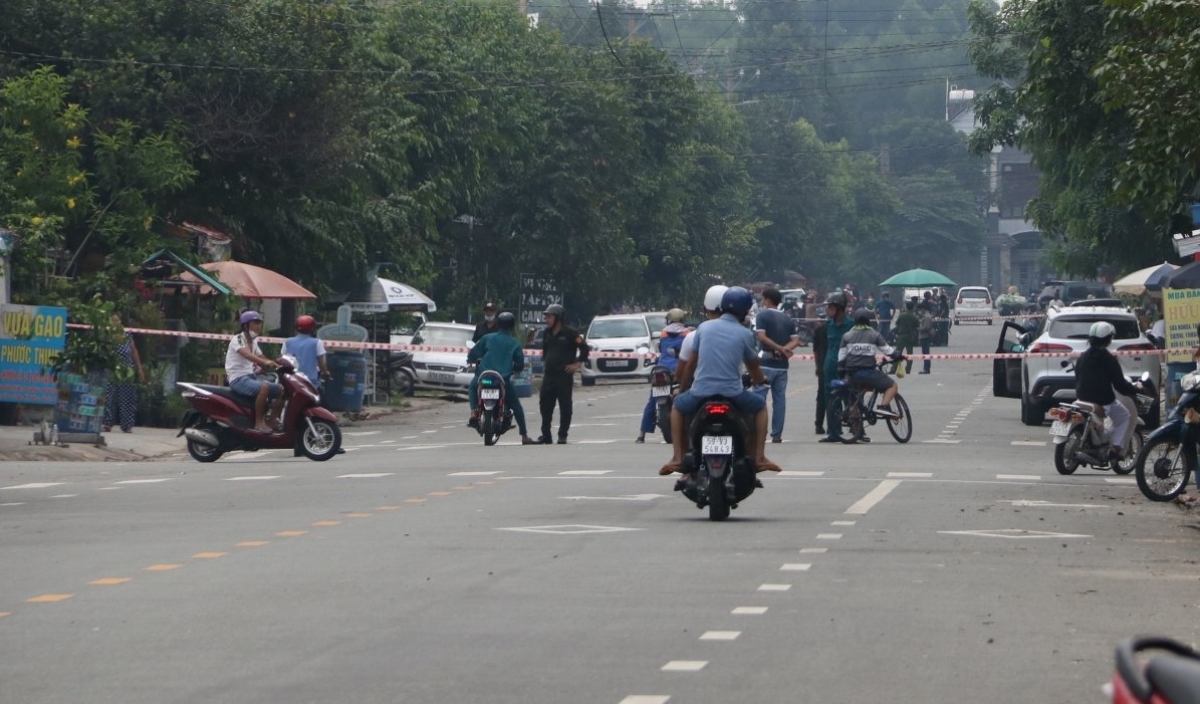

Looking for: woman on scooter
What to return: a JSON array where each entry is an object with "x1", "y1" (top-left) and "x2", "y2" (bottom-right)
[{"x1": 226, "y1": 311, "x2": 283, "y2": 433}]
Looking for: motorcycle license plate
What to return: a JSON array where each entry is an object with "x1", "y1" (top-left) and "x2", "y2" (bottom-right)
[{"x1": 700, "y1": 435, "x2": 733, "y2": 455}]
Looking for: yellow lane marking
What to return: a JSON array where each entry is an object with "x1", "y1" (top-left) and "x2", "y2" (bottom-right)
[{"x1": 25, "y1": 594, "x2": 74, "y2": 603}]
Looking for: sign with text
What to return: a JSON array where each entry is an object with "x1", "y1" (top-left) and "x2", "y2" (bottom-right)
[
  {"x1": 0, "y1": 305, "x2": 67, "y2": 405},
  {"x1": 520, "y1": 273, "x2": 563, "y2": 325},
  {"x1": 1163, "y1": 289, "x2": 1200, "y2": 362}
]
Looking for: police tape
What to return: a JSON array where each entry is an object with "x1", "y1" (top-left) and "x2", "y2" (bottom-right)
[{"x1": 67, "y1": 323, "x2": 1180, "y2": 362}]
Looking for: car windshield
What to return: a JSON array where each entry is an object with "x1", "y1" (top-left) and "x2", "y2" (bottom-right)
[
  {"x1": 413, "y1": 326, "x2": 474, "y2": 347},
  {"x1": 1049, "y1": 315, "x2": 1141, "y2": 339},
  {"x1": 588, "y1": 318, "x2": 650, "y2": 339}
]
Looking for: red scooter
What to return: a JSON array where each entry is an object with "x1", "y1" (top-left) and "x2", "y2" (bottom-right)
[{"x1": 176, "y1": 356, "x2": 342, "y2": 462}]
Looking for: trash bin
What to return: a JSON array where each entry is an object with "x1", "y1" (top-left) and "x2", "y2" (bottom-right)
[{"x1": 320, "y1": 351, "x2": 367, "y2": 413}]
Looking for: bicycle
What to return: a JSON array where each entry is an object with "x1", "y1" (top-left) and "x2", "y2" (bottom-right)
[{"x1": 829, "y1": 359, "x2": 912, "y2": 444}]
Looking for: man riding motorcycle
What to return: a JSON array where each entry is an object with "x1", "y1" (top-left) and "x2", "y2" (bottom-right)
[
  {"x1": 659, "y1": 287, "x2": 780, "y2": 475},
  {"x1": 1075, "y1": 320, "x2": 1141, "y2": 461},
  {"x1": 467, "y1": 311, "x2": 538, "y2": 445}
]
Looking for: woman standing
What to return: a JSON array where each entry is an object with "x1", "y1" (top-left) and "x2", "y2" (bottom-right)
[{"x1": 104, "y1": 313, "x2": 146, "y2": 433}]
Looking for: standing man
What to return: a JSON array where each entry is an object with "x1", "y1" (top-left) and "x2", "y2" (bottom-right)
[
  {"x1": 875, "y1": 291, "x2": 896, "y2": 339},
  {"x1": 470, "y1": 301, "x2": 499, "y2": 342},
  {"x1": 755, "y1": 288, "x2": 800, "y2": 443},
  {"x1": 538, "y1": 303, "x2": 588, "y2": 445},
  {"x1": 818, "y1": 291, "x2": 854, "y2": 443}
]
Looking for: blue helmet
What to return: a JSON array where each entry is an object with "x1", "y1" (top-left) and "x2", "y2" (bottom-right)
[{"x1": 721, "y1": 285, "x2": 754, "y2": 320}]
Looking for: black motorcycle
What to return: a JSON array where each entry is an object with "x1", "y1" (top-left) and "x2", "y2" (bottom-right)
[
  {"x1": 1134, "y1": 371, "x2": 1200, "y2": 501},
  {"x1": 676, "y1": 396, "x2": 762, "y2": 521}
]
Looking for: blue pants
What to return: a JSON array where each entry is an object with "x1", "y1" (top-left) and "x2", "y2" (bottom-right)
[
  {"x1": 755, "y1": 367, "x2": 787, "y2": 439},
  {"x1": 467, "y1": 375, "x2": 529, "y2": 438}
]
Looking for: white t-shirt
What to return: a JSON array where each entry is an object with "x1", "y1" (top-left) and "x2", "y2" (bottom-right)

• Work instructions
Print all of the lines above again word for word, leaving out the pictures.

• Task solution
Looking for: woman on scooter
What to return: a JSON array where each entry is an object with "x1", "y1" (top-left) and "x2", "y2" (bottom-right)
[{"x1": 226, "y1": 311, "x2": 283, "y2": 433}]
Looking for: motorcycle license plate
What to return: a JSON array where each entry is an object with "x1", "y1" (top-left) and "x2", "y2" (bottom-right)
[{"x1": 700, "y1": 435, "x2": 733, "y2": 455}]
Looking for: yellow lane marking
What to return: a JSON array where each entry is an object with "x1", "y1" (top-left) and "x2", "y2" (bottom-right)
[{"x1": 25, "y1": 594, "x2": 74, "y2": 603}]
Looking for: sign with text
What to return: a JSON array where each entry is an object with "x1", "y1" (top-left) and "x2", "y2" (bottom-right)
[
  {"x1": 0, "y1": 305, "x2": 67, "y2": 405},
  {"x1": 520, "y1": 273, "x2": 563, "y2": 325},
  {"x1": 1163, "y1": 289, "x2": 1200, "y2": 362}
]
Looking for: police tape
What to return: a JSON array where each entry is an object with "x1", "y1" (top-left) and "x2", "y2" (bottom-right)
[{"x1": 67, "y1": 323, "x2": 1180, "y2": 362}]
Looking for: car windshield
What to return: a JSON array where each entry is an object with "x1", "y1" (top-left) and "x2", "y2" (bottom-right)
[
  {"x1": 413, "y1": 326, "x2": 474, "y2": 347},
  {"x1": 1049, "y1": 315, "x2": 1141, "y2": 339},
  {"x1": 588, "y1": 318, "x2": 650, "y2": 339}
]
Looking for: red scooter
What to return: a JSON array where each entry is an object with "x1", "y1" (top-left) and "x2", "y2" (bottom-right)
[{"x1": 176, "y1": 356, "x2": 342, "y2": 462}]
Looking for: trash bin
What to return: a JSON array where each entry is an object with "x1", "y1" (top-left) and "x2", "y2" (bottom-right)
[{"x1": 320, "y1": 351, "x2": 367, "y2": 413}]
Looking for: bicycle
What to return: a JSON array where each entry is an object with "x1", "y1" (top-left) and "x2", "y2" (bottom-right)
[{"x1": 829, "y1": 359, "x2": 912, "y2": 444}]
Looking for: man riding motorcycle
What to return: a JSON array where each entry is an object with "x1", "y1" (top-left) and "x2", "y2" (bottom-right)
[
  {"x1": 659, "y1": 287, "x2": 780, "y2": 475},
  {"x1": 1075, "y1": 320, "x2": 1141, "y2": 461},
  {"x1": 467, "y1": 311, "x2": 538, "y2": 445}
]
Looking for: woman standing
What to return: a JSON array where each entry is an object with "x1", "y1" (top-left) and "x2", "y2" (bottom-right)
[{"x1": 104, "y1": 313, "x2": 146, "y2": 433}]
Looking for: standing man
What to return: a JSON array where each entry is an object with "x1", "y1" (top-left) and "x2", "y2" (bottom-right)
[
  {"x1": 875, "y1": 291, "x2": 896, "y2": 339},
  {"x1": 470, "y1": 301, "x2": 499, "y2": 342},
  {"x1": 755, "y1": 288, "x2": 800, "y2": 443},
  {"x1": 538, "y1": 303, "x2": 588, "y2": 445},
  {"x1": 818, "y1": 291, "x2": 854, "y2": 443}
]
Looking for: blue helmet
What to return: a JSON array where each entry is an object with "x1", "y1" (top-left) and "x2", "y2" (bottom-right)
[{"x1": 721, "y1": 285, "x2": 754, "y2": 320}]
Looking for: black motorcycle
What to return: a JSON array where each entry is an object with "x1", "y1" (top-left) and "x2", "y2" (bottom-right)
[
  {"x1": 1134, "y1": 371, "x2": 1200, "y2": 501},
  {"x1": 676, "y1": 396, "x2": 762, "y2": 521}
]
Looking for: blue pants
What to return: a JSON array where each entry is an object with "x1", "y1" (top-left) and "x2", "y2" (bottom-right)
[
  {"x1": 755, "y1": 367, "x2": 787, "y2": 439},
  {"x1": 467, "y1": 375, "x2": 529, "y2": 438}
]
Looking for: white t-shirt
What to return: a JSON array where each entry is an object with "x1", "y1" (top-left) and "x2", "y2" (bottom-right)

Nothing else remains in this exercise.